• _Cosa fare_:
Ricopia dal testo qui sotto sulla tragedia di Annik il passo tra "Villar Pellice - Non" e "piede nell'enclave valdese.", estremi compresi.

La tragedia di Annik,  
morta con il suo peluche

Villar Pellice - Non doveva esserci nessuno, nella casa gialla che non c'è più. Doveva essere vuota giovedì mattina verso le dieci, quando dalla montagna si è abbattuta la morte trascinando un orrendo mantello di fango. Non doveva esserci la piccola Annik Rivoira: era giorno di asilo, ma la varicella l'aveva costretta a restare a letto. Non doveva esserci la mamma Erika Poet, che non poteva lasciare da solo un batuffolo di tre anni. Non doveva esserci neppure il nonno Carlo, 75 anni: non abitava lì in borgata Garin, era malato anche lui, a letto, avvolto in una coperta, ospite del figlio che da settimane gli cercava una badante. Ma una donna che andasse a genio al vecchio apicoltore della Val Pellice non aveva ancora messo piede nell'enclave valdese.

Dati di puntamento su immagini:
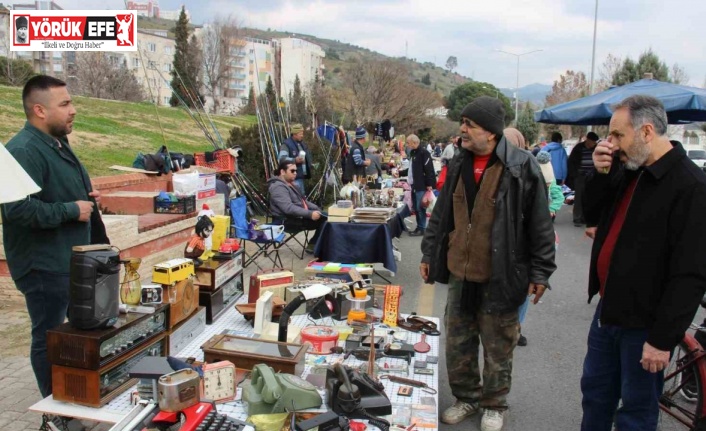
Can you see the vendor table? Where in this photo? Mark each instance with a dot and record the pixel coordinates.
(234, 322)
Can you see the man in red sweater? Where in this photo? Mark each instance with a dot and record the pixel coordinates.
(649, 203)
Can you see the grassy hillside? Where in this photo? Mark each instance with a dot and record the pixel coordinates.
(109, 133)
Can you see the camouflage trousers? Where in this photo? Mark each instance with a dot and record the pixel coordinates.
(464, 333)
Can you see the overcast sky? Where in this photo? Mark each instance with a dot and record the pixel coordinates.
(472, 30)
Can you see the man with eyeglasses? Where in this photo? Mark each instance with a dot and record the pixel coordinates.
(289, 206)
(490, 237)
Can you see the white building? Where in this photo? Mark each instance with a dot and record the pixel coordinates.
(299, 58)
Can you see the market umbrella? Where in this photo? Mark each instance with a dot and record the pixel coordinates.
(16, 183)
(683, 104)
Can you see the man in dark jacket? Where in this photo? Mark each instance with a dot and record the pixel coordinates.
(580, 166)
(40, 231)
(288, 204)
(491, 239)
(422, 178)
(647, 264)
(295, 149)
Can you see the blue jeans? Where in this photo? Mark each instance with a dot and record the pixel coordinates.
(300, 184)
(421, 212)
(47, 298)
(611, 372)
(523, 311)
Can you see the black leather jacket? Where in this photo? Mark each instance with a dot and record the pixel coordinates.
(522, 234)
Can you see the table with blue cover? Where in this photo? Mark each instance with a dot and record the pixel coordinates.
(361, 242)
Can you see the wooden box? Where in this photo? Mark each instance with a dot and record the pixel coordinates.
(245, 353)
(187, 300)
(214, 273)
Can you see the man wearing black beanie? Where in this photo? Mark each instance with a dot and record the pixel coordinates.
(490, 237)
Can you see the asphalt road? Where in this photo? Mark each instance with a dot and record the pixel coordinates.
(545, 392)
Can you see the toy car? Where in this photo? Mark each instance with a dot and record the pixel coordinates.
(229, 245)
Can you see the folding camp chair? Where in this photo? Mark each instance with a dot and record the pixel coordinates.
(267, 246)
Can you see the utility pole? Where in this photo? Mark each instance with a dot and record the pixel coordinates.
(517, 82)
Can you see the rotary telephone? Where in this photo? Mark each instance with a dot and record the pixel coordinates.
(268, 392)
(356, 395)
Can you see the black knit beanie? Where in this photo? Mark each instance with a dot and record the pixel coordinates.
(487, 112)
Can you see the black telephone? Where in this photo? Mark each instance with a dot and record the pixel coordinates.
(356, 395)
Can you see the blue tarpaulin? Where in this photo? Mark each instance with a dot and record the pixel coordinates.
(683, 104)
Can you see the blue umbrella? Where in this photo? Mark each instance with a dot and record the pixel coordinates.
(683, 104)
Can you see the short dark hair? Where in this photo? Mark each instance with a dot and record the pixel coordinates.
(592, 136)
(643, 110)
(283, 165)
(38, 83)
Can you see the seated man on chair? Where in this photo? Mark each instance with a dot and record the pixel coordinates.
(288, 205)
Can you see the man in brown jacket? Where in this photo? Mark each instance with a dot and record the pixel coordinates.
(491, 239)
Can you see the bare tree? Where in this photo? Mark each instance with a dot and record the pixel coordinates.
(608, 69)
(679, 75)
(105, 75)
(218, 39)
(376, 90)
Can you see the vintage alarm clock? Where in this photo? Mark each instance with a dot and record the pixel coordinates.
(219, 382)
(178, 390)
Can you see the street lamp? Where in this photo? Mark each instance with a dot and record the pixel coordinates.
(517, 85)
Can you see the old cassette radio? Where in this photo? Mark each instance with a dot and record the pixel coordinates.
(182, 334)
(94, 349)
(275, 280)
(217, 301)
(96, 388)
(212, 274)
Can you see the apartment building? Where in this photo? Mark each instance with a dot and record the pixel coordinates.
(299, 57)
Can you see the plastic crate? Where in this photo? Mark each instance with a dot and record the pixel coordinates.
(223, 162)
(184, 205)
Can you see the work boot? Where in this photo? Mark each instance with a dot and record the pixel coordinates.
(458, 412)
(492, 420)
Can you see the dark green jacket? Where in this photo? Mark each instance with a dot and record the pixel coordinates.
(38, 232)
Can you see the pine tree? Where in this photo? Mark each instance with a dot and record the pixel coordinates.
(186, 69)
(297, 103)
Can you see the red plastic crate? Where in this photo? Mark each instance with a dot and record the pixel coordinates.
(223, 162)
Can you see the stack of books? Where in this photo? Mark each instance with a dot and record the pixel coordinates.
(373, 215)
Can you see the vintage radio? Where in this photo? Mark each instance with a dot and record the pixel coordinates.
(182, 334)
(245, 353)
(96, 388)
(96, 348)
(186, 300)
(275, 280)
(214, 273)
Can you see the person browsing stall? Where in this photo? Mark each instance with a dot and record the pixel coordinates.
(39, 232)
(490, 237)
(295, 149)
(421, 178)
(289, 205)
(648, 200)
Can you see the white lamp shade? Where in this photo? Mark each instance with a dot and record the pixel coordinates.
(16, 183)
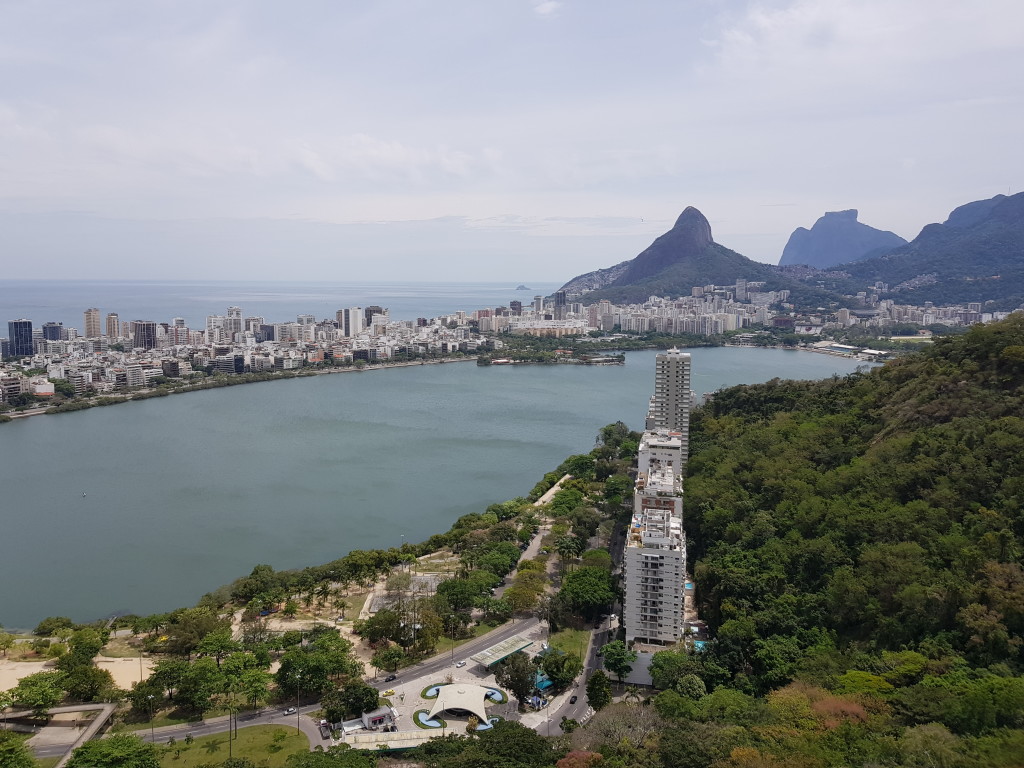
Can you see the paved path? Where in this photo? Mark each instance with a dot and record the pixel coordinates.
(45, 745)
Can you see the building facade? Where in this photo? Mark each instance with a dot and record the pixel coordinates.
(654, 557)
(91, 326)
(671, 403)
(19, 337)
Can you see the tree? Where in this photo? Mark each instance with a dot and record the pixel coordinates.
(515, 744)
(598, 690)
(218, 644)
(691, 686)
(87, 683)
(617, 658)
(13, 753)
(357, 697)
(118, 751)
(520, 598)
(199, 684)
(341, 756)
(517, 673)
(49, 626)
(561, 668)
(388, 658)
(40, 691)
(255, 686)
(587, 591)
(189, 627)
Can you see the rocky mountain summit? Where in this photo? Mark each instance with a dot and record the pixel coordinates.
(683, 257)
(837, 238)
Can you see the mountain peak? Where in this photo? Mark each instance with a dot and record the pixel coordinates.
(683, 257)
(693, 223)
(848, 215)
(837, 238)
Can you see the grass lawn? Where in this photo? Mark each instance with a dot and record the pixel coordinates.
(570, 641)
(355, 605)
(119, 647)
(266, 745)
(444, 643)
(170, 717)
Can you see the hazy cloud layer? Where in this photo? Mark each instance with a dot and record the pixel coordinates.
(511, 139)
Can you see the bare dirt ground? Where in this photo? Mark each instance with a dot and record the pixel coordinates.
(124, 671)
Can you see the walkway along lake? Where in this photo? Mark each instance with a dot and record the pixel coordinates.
(184, 494)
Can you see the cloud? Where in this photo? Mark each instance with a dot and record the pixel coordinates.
(546, 7)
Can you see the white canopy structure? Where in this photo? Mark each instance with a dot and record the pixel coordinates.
(462, 696)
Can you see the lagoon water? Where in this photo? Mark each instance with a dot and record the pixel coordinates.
(184, 494)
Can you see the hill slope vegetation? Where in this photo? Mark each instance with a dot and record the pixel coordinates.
(857, 546)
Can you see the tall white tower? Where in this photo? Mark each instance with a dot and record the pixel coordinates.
(671, 403)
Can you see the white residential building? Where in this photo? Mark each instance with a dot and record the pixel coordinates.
(673, 398)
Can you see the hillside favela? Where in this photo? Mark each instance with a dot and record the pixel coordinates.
(375, 393)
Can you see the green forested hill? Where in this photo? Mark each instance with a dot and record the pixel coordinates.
(857, 546)
(976, 255)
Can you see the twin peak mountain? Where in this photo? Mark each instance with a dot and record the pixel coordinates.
(977, 254)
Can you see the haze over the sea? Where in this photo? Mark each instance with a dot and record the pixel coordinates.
(186, 493)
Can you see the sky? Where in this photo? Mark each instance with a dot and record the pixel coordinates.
(498, 140)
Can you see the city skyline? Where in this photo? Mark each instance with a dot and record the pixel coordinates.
(528, 138)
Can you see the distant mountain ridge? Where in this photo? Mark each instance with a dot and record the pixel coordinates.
(977, 255)
(683, 257)
(835, 239)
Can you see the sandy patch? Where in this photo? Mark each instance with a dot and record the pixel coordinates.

• _Soluzione_:
Villar Pellice - Non doveva esserci nessuno, nella casa gialla che non c'è più. Doveva essere vuota giovedì mattina verso le dieci, quando dalla montagna si è abbattuta la morte trascinando un orrendo mantello di fango. Non doveva esserci la piccola Annik Rivoira: era giorno di asilo, ma la varicella l'aveva costretta a restare a letto. Non doveva esserci la mamma Erika Poet, che non poteva lasciare da solo un batuffolo di tre anni. Non doveva esserci neppure il nonno Carlo, 75 anni: non abitava lì in borgata Garin, era malato anche lui, a letto, avvolto in una coperta, ospite del figlio che da settimane gli cercava una badante. Ma una donna che andasse a genio al vecchio apicoltore della Val Pellice non aveva ancora messo piede nell'enclave valdese.